======== Reading passage
Question

I'm using code similar to the following in a Makefile:

empty:=
space:= $(empty) $(empty)
path_escape = $(subst $(space),\$(space),$(1))

TOP=$(call path_escape,$(abspath .))
TARGET=$(TOP)/foo

$(info TOP='$(TOP)')
$(info TARGET='$(TARGET)')

all: $(TARGET)

$(TARGET):
    touch '$(notdir $@)'

.PHONY: $(TARGET)

If I use this in a directory with no spaces, say space-test, it works fine:

$ make
TOP='/tmp/space-test'
TARGET='/tmp/space-test/foo'
touch 'foo'

However, if I use it in a directory with spaces, say space test, then $(notdir) does the wrong thing:

TOP='/tmp/space\ test'
TARGET='/tmp/space\ test/foo'
touch 'space foo'

What's happening here is that $(notdir) interprets /tmp/space test/foo as two paths and returns the "file part" of both (i.e., space and foo). The weird part of this is that TARGET is properly escaped; somehow, inside the rule or inside $(notdir), the backslash escapes are being ignored.

What am I doing wrong here?

Was it helpful?

Solution

The $(notdir) function in GNU Make takes a list of arguments, separated by spaces. Some functions support escaping spaces with \\, but $(notdir) is not one of them.

This should work:

s? = $(subst $(empty) ,?,$1)
?s = $(subst ?, ,$1)
notdirx = $(call ?s,$(notdir $(call s?,$1)))

$(TARGET):
    touch '$(call notdirx,$@)'

This defines a "space-safe" version of notdir called notdirx. It's quite simple: s? first turns all spaces to question marks (hoping that they cannot be present in file names), and ?s converts back. In between we can safely call the original notdir function.
================
======== Records supplied
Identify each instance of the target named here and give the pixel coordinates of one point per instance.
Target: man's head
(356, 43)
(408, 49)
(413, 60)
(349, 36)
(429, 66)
================
Assignment 1 >> In the Makefile discussion, what does the s? function turn spaces into?
Assignment 2 >> Please write the next part of the Makefile discussion, starting after its last sentence.

Exercise answer 1 >> Question marks.

Exercise answer 2 >>
For an excellent summary on GNU Make and spaces in file names, see GNU Make meets file names with spaces in them.

OTHER TIPS

Assuming you have a Unix shell, you could shell out:

notdirx = $(shell basename '$1')
dirx = $(shell dirname '$1')

A similar strategy could apply to other functions. Just remember the quote marks around the variable that contains the whitespace-infected text that you want to treat as a single argument. This will also protect you from other special characters (except for quote marks!). Here's an example to double-backslash escape any spaces in the result of a wildcard glob:

$(shell ls -1 '*.foo' | sed 's/ /\\\\ /g')

Windows is putting parentheses in directory names now, too: C:\Program Files (x86)\ It's not yet clear to me what are the implications of this when using make.